>> start RECORDS FOR PROCESSING
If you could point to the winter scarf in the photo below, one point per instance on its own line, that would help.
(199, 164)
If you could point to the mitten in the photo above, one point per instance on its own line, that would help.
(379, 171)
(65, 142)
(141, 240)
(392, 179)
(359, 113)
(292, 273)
>> end RECORDS FOR PROCESSING
*AIM*:
Reproduce each of the items above, unchanged and in the same order.

*EXERCISE RESPONSE*:
If you could point to the winter scarf in the photo below, one point per instance on its own line, that would help.
(199, 164)
If you could point to the mitten in the photo above, one point per instance on its own line, that would help.
(379, 171)
(65, 142)
(141, 240)
(392, 179)
(359, 113)
(292, 273)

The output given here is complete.